[Compiti da svolgere]:
A - Riassumi in due frasi il brano sulle piogge nel Sahara.
B - Scrivi il seguito del brano sulle piogge nel Sahara, a partire dalla sua ultima frase.

[Brano]:
• • • • •

Piogge torrenziali nel deserto. Una cosa simile non si vedeva da “trenta, forse cinquanta” anni, ha dichiarato all’Afp Houssine Youabeb, del servizio meteorologico nazionale del Marocco. Alla fine di settembre due giorni di acquazzoni hanno creato dei laghi azzurri in mezzo al Sahara.

Le piogge sono state un sollievo per gli abitanti del posto, afflitti dalla mancanza d’acqua. Ma più a sud le precipitazioni estreme sono state meno benevole. Alla fine di agosto il governo del Mali ha dichiarato lo stato di calamità dopo le peggiori alluvioni degli ultimi cinquant’anni.

• • • • •

[Righe elencate]:
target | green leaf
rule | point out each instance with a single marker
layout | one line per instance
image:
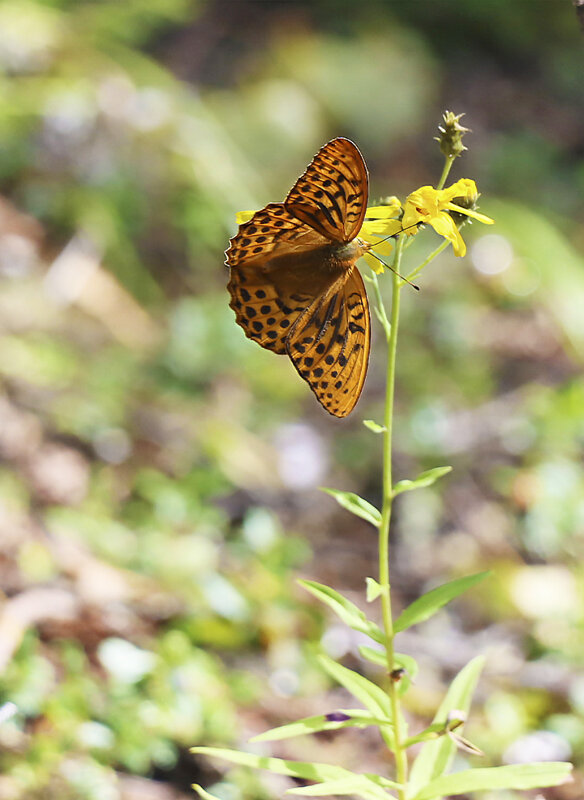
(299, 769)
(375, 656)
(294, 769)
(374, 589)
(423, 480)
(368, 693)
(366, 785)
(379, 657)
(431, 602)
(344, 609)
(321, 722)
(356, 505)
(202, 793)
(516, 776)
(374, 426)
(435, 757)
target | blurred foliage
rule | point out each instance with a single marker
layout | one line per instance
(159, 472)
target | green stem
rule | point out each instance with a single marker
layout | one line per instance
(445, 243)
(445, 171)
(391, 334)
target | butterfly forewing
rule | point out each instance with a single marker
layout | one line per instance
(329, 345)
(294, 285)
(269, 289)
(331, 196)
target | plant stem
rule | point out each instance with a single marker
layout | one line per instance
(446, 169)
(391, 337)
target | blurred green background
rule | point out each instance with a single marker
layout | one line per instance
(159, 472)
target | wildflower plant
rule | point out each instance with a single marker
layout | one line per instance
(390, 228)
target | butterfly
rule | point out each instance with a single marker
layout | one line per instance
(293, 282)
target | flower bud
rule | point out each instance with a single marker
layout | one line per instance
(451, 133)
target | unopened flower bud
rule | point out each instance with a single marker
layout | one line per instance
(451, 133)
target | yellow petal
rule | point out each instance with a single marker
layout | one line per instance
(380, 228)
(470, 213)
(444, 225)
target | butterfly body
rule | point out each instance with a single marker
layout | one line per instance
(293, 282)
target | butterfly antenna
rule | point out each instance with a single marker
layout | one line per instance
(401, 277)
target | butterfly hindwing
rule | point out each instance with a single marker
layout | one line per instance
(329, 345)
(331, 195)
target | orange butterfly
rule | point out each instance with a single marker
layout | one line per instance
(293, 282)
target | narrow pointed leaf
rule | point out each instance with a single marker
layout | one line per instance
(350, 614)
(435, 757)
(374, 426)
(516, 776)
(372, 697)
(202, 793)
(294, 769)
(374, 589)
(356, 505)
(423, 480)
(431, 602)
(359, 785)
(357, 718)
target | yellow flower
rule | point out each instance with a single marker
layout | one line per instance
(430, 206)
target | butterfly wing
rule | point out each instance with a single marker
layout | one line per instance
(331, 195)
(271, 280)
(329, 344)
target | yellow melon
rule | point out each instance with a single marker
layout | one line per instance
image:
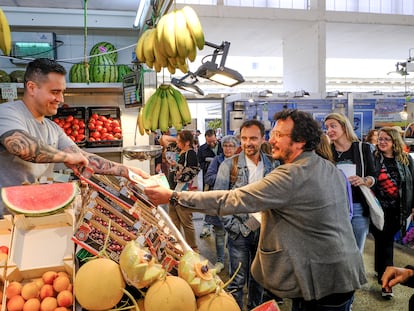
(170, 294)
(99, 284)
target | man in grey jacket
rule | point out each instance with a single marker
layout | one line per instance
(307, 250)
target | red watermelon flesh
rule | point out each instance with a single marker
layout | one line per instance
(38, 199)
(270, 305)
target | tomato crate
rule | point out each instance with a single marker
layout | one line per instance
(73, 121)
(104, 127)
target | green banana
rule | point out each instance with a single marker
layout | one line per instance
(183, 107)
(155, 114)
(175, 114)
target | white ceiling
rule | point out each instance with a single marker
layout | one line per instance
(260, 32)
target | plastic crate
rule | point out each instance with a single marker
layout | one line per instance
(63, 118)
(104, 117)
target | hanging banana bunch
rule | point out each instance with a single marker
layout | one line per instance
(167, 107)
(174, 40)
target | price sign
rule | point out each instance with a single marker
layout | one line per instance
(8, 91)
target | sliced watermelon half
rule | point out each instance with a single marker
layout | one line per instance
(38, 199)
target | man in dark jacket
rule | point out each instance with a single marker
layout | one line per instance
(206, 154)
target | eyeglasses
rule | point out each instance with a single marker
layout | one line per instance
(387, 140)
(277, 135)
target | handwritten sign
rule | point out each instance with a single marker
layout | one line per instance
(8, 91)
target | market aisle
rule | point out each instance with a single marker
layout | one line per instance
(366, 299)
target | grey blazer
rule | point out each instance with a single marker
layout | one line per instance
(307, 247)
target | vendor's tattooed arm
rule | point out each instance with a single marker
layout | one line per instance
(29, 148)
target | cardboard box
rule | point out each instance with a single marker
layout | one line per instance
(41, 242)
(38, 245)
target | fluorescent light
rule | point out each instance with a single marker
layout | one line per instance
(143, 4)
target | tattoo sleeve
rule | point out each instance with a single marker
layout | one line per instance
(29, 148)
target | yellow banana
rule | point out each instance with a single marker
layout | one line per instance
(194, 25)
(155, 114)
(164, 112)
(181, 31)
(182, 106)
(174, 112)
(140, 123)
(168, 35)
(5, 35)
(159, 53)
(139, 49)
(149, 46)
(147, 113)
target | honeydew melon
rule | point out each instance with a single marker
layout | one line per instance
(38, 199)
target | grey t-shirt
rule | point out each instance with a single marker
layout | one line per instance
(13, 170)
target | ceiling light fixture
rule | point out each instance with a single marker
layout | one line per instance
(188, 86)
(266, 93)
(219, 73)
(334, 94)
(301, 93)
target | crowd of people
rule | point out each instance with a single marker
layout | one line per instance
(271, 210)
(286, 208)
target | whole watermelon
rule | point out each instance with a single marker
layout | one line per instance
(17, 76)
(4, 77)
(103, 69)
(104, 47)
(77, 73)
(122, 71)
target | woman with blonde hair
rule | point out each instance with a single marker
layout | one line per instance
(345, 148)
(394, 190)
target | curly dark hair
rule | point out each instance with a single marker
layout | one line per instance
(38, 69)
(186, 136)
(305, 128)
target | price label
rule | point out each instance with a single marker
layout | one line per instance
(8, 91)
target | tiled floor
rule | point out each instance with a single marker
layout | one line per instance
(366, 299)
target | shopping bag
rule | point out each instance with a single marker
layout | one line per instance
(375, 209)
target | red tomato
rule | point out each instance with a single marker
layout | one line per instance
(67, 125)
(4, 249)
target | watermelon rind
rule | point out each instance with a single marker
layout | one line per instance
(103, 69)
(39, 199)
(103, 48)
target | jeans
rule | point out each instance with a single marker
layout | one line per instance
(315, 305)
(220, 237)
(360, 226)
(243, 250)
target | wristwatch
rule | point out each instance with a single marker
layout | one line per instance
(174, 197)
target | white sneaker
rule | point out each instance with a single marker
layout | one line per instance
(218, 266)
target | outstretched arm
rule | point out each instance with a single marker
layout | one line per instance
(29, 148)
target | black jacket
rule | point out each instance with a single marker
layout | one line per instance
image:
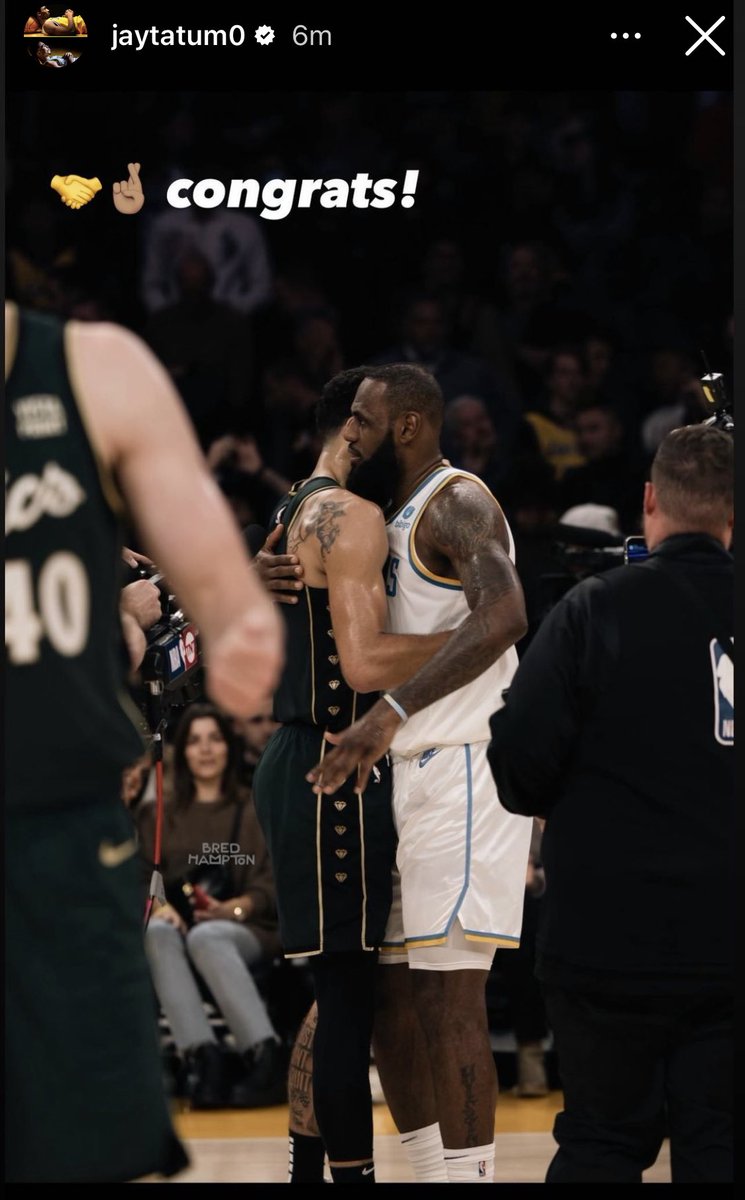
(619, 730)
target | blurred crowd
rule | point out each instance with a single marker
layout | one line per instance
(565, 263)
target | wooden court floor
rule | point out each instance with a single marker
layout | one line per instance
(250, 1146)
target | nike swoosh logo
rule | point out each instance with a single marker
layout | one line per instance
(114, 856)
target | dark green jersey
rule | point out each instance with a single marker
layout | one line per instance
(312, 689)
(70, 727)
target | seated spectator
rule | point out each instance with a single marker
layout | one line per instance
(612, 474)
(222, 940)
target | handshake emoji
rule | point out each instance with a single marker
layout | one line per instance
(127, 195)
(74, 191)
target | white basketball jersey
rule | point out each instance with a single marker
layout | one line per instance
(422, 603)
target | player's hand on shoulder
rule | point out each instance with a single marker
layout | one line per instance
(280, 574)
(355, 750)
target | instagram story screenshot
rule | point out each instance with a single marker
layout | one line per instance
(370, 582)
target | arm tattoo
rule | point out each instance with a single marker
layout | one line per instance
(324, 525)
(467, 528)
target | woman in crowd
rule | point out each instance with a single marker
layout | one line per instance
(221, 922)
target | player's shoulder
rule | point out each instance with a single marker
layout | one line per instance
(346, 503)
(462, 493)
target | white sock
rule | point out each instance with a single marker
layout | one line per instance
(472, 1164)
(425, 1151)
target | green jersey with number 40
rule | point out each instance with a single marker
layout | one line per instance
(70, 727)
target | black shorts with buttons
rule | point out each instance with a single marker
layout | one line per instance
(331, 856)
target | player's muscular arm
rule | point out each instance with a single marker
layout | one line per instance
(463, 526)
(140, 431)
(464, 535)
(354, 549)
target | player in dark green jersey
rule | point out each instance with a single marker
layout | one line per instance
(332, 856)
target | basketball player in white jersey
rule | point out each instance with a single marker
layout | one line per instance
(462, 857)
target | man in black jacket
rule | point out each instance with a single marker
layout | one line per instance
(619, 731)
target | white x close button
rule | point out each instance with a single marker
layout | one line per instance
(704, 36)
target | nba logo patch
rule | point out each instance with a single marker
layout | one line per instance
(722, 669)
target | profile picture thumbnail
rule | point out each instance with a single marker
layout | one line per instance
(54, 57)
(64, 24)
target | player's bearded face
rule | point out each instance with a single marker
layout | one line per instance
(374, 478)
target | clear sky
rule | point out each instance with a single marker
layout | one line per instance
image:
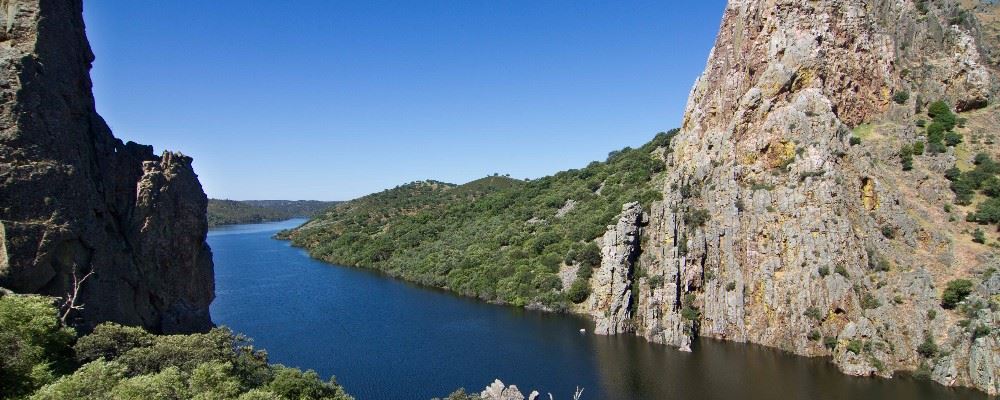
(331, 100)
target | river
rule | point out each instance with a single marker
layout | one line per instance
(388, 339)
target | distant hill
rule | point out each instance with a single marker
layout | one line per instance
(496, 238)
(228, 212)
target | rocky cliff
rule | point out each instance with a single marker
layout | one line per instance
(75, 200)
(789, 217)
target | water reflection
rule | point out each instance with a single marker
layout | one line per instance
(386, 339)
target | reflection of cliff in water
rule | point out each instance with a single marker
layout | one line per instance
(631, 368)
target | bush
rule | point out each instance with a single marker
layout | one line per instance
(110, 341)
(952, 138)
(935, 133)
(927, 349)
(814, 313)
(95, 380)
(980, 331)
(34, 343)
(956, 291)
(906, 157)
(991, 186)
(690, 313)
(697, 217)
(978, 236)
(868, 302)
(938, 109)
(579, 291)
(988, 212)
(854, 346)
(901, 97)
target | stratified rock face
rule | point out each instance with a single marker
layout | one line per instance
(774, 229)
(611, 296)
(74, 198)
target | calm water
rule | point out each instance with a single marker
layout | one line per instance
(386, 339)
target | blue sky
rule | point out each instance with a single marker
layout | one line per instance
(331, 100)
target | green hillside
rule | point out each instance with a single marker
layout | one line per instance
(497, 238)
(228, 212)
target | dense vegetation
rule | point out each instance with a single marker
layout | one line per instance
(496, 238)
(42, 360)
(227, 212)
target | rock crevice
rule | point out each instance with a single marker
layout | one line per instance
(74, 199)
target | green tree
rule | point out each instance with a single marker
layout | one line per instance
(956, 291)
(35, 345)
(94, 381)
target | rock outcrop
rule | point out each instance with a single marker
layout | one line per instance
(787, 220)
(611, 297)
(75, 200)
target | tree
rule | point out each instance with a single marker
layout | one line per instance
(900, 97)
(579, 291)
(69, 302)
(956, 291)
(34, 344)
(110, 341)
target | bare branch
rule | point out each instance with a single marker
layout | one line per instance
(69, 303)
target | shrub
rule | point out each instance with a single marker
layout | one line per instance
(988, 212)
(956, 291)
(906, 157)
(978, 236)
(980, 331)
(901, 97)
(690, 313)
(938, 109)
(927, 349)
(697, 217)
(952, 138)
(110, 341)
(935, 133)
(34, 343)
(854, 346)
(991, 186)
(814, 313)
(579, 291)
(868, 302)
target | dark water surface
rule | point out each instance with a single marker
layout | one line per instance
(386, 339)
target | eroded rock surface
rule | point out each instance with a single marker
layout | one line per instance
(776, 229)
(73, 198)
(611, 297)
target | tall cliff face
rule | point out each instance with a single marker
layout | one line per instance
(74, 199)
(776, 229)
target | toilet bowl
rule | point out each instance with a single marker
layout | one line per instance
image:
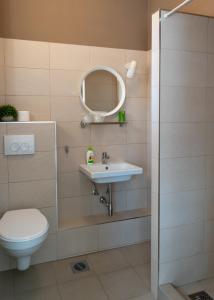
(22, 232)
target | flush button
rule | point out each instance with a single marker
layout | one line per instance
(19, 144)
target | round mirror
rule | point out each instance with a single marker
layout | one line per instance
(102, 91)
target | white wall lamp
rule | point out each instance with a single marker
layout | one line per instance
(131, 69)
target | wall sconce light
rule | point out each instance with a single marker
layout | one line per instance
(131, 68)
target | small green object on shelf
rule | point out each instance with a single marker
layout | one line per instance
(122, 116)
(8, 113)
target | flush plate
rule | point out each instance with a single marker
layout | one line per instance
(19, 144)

• • • • •

[Risposte per compito]:
A - Alla fine di settembre due giorni di piogge torrenziali hanno creato laghi azzurri in mezzo al Sahara, un fenomeno che secondo il servizio meteorologico nazionale del Marocco non si vedeva da trenta o forse cinquanta anni. Le piogge hanno dato sollievo agli abitanti, che soffrivano per la mancanza d'acqua, mentre più a sud, alla fine di agosto, il governo del Mali ha dichiarato lo stato di calamità dopo le peggiori alluvioni degli ultimi cinquant'anni.

B -
In altre zone del Sahel (la regione semiarida a sud del Sahara) la situazione è simile. In questa fascia, che si estende dalla Mauritania al Sudan, ogni anno i fiumi straripano quando arriva il monsone estivo. Ma perfino in Ciad, noto per le violente alluvioni, le autorità locali parlano di una situazione senza precedenti. Nel nord del Senegal le alluvioni provocate dal fiume che dà il nome al paese sono state le più gravi degli ultimi sessant’anni. Quest’anno le piogge hanno colpito circa 6,9 milioni di persone in tutta la regione del Sahel, secondo le stime dell’ufficio per gli affari umanitari delle Nazioni Unite: il 40 per cento in più dello scorso anno. Ci sono stati 1.500 morti.

Queste precipitazioni estreme non si possono definire insolite, afferma il meteorologo senegalese Wassila Thiaw. “Negli ultimi vent’anni abbiamo visto questo fenomeno diventare più frequente nel nord dell’Africa e soprattutto nel Sahel. I nostri modelli avevano previsto che il monsone avrebbe portato più piogge del normale”.

Il caldo estremo che l’ha preceduto è stato un segno premonitore. Quest’anno in Mali è stato toccato un record di 48,5 gradi. Le temperature più alte, sia sulla terraferma sia in mare, aumentano l’umidità nell’aria.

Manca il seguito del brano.